--- AUFGABE 1 ---
Welches Gericht geht laut dem gezeigten Textauszug davon aus, dass in einem derartigen Fall eine Vormerkung eingetragen werden kann?

--- GEZEIGTER TEXTAUSZUG ---
####################

Der Veräußerung einer Teilfläche des in Wohnungseigentum aufgeteilten Grundstückes
könnte jedoch § 1 Abs. 4 WEG entgegenstehen. Danach kann Wohnungseigentum nicht
dergestalt bestehen, dass Sondereigentum mit Miteigentum an mehreren Grundstücken verbunden
ist. Gegenwärtig ist diese Voraussetzung freilich erfüllt, weil die beiden Flurstücke
ein einheitliches Grundstück im Rechtssinne darstellen. Vorliegend ist aber auch gar nicht
beabsichtigt, eine Grundstücksteilung unter Aufrechterhaltung des Wohnungseigentums
vorzunehmen, vielmehr ist die Aufhebung des Sondereigentums geplant und die entsprechenden
Willenserklärungen nach § 4 WEG sind mit dem Teilflächenkaufvertrag bereits beurkundet
worden (davon gehen wir nach dem geschilderten Sachverhalt jedenfalls aus).

Dass der Vollzug der Aufhebung des Sondereigentums noch nicht beantragt wurde, ist zunächst
auf schuldrechtlicher Ebene ohne Belang. Der noch ausstehende Vollzug steht der
Wirksamkeit des schuldrechtlichen zu sichernden Anspruchs nicht entgegen. Da die Aufhebungserklärungen
bereits abgegeben wurden, ist auch nichts für eine Unmöglichkeit der Erfüllung
des Übereignungsanspruchs der Teilfläche nach § 275 BGB ersichtlich. Ein vormerkungsfähiger
Anspruch liegt damit vor, so dass die akzessorische Vormerkung auch bereits
eingetragen werden kann.

Von der Möglichkeit, in einem derartigen Fall eine Vormerkung einzutragen, geht insbesondere
das KG (NJOZ 2012, 604, 605) aus, indem es ausführt:

„Die Ansprüche auf Übertragung (…) von Teilflächen des gemeinschaftlichen
Grundstücks der Beteiligten zu 1) haben einen
vormerkungsfähigen Inhalt, denn sie sind jeweils auf Einräumung
eines Rechts am Grundstück i. S. d. § 883 Abs. 1 BGB gerichtet.

####################

--- ÜBUNGSEINGABE ---
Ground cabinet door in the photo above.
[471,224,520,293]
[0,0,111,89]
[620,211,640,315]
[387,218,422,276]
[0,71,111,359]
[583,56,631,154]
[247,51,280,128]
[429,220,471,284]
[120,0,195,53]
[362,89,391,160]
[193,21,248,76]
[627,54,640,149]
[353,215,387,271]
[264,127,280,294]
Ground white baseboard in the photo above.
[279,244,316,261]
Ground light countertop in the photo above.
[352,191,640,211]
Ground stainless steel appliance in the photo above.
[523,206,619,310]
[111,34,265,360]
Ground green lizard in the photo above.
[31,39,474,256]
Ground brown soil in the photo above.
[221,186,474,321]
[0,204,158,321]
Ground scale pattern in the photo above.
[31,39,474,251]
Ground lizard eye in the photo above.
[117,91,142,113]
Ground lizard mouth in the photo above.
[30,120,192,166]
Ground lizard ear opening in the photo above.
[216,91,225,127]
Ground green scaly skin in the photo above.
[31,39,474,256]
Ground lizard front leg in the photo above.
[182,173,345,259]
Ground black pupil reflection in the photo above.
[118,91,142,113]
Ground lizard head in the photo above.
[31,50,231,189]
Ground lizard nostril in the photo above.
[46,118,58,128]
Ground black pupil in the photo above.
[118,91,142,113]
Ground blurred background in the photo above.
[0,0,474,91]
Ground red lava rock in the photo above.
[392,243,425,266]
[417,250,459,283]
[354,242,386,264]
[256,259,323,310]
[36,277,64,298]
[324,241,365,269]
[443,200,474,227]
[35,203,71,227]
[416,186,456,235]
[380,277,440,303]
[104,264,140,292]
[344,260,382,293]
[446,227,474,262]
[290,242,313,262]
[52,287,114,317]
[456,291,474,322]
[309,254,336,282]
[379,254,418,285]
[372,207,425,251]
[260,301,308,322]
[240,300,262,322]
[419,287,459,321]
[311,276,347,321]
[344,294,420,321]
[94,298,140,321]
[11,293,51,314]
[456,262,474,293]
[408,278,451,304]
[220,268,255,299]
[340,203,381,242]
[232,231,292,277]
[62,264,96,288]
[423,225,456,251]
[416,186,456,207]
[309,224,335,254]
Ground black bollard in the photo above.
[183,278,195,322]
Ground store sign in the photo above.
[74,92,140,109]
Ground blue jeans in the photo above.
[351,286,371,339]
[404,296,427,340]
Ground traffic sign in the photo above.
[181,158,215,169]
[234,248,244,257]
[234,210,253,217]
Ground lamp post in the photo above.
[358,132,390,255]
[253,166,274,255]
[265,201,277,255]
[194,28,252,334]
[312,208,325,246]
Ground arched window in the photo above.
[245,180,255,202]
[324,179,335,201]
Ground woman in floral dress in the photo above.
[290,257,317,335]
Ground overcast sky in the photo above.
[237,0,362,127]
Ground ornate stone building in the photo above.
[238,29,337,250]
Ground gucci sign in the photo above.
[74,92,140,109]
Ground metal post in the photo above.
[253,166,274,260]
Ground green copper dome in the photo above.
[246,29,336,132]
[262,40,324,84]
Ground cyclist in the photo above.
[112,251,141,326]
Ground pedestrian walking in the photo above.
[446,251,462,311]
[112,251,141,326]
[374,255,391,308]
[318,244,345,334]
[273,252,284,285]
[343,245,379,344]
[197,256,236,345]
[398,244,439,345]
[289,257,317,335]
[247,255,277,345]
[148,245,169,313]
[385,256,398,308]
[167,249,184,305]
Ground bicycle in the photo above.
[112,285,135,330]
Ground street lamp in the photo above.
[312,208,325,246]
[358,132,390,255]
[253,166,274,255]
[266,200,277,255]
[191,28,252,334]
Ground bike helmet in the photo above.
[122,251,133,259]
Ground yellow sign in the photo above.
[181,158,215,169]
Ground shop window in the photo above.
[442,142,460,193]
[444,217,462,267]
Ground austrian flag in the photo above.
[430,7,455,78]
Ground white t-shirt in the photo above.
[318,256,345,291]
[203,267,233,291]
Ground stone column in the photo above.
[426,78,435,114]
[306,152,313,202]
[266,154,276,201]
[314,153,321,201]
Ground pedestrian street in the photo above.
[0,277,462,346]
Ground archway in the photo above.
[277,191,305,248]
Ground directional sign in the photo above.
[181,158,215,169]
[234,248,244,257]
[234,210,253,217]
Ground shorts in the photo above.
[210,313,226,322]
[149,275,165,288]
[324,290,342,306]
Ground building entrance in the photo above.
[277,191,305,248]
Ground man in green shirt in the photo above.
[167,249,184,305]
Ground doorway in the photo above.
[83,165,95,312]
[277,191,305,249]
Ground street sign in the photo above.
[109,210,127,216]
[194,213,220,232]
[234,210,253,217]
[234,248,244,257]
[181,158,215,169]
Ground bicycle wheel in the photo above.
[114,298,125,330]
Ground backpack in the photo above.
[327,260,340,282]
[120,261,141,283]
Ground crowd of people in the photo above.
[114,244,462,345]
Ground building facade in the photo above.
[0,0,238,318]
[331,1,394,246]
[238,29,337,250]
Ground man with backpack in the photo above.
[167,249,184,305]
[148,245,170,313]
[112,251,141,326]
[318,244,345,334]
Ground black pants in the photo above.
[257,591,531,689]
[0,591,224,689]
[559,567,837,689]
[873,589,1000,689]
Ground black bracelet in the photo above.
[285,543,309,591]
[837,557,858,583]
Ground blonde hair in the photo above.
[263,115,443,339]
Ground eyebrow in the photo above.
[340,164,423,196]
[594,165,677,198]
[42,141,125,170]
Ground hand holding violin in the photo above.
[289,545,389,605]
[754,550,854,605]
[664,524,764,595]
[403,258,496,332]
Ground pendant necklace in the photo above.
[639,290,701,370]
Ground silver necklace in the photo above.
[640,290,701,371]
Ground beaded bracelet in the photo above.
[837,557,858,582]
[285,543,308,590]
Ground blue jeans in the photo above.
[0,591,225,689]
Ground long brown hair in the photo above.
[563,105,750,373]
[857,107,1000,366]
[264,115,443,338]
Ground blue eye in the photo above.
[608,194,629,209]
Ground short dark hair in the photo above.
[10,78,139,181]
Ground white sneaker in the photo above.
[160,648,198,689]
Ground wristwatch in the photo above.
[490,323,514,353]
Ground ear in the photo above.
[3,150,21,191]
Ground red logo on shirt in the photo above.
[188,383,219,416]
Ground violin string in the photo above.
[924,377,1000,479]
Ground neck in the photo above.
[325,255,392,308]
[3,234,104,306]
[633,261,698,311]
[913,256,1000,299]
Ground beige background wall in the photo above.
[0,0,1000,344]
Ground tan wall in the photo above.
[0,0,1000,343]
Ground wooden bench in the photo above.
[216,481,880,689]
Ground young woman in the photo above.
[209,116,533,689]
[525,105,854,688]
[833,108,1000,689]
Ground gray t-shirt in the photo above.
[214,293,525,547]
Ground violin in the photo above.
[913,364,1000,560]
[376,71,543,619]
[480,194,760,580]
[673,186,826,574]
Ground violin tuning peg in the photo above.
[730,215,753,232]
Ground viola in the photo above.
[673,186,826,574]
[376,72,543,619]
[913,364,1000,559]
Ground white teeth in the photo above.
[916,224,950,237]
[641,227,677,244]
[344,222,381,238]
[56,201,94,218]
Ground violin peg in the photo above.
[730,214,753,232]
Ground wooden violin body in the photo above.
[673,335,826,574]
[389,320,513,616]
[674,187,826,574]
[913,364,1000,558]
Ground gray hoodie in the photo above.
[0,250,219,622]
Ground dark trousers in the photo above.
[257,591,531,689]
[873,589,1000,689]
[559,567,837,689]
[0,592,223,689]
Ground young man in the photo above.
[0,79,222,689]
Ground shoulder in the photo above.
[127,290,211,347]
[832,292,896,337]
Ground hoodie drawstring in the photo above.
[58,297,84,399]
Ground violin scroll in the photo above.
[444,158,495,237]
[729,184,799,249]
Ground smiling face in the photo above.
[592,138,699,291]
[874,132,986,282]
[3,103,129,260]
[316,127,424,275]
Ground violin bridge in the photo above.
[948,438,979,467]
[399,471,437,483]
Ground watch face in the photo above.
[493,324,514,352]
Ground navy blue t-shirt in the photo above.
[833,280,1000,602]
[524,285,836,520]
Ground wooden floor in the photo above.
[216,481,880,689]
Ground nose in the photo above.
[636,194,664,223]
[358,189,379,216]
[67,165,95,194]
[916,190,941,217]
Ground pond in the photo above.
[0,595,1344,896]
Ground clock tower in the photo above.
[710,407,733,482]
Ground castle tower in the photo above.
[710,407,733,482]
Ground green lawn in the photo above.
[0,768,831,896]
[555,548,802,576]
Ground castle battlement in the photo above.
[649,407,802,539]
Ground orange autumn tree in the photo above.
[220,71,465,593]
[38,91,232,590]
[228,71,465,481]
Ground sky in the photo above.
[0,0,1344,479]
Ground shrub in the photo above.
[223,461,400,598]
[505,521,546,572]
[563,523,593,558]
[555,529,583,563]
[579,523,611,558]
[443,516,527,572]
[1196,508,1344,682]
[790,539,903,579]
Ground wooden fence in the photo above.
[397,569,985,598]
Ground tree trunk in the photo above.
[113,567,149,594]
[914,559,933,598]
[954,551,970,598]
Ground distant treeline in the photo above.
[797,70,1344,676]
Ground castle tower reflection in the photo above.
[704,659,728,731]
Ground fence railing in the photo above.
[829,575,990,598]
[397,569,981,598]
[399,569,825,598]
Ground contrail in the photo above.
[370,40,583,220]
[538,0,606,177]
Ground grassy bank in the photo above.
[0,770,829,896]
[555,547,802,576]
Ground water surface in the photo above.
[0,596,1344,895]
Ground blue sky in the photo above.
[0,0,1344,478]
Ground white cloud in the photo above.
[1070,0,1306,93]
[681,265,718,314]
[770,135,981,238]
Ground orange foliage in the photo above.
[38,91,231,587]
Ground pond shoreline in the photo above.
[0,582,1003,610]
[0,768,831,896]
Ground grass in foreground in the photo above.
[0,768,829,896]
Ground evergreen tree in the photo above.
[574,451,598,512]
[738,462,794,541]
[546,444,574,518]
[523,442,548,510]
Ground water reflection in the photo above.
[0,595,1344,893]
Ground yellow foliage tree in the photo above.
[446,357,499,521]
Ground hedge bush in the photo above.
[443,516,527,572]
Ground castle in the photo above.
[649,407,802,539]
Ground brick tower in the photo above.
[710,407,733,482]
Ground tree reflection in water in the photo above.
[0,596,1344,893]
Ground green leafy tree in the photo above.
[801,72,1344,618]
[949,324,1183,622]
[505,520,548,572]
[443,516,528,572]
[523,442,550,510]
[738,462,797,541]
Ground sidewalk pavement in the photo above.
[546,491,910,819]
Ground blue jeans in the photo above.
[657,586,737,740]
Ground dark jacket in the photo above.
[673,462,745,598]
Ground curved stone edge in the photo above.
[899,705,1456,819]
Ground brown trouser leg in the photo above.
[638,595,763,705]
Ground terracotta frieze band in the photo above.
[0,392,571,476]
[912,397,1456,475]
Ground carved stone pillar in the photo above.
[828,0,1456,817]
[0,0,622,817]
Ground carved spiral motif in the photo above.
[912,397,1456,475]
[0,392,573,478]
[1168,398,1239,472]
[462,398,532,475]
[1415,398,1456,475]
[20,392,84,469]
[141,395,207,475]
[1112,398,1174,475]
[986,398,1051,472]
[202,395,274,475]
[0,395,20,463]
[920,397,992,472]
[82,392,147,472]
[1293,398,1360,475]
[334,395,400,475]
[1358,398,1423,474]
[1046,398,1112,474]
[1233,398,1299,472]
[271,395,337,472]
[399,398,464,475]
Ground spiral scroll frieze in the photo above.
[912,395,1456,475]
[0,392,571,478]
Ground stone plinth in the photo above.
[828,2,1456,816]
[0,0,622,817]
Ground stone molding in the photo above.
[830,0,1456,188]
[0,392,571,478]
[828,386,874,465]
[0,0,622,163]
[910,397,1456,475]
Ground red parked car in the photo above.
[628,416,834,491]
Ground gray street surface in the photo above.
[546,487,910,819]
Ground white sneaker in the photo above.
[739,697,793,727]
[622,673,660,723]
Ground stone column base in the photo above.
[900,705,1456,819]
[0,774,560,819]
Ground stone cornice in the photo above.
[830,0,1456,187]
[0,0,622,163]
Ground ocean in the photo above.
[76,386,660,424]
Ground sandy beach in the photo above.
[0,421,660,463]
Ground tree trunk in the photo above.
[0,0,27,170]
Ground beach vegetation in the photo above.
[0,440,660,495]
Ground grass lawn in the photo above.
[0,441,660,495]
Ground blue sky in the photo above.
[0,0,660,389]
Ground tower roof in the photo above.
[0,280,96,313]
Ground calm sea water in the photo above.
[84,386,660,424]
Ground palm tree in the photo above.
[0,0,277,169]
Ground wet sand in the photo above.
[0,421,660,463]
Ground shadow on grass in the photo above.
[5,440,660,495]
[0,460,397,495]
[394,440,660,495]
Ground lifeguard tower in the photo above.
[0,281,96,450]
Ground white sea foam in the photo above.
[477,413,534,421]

####################

--- AUFGABE 2 ---
Gib die Einträge erneut vollständig wieder, einschließlich der Anweisungen. Beginne bei der Zeile mit "Ground hedge bush in the photo above." und höre nach der Zeile mit "[738,462,797,541]" auf. Addiere dabei zu jeder Koordinate in den Antworten −11.

--- VOLLSTÄNDIGE ANTWORT 1 ---
Das KG (NJOZ 2012, 604, 605).

--- VOLLSTÄNDIGE ANTWORT 2 ---
Ground hedge bush in the photo above.
[432,505,516,561]
Ground castle in the photo above.
[638,396,791,528]
Ground brick tower in the photo above.
[699,396,722,471]
Ground tree reflection in water in the photo above.
[-11,585,1333,882]
Ground green leafy tree in the photo above.
[790,61,1333,607]
[938,313,1172,611]
[494,509,537,561]
[432,505,517,561]
[512,431,539,499]
[727,451,786,530]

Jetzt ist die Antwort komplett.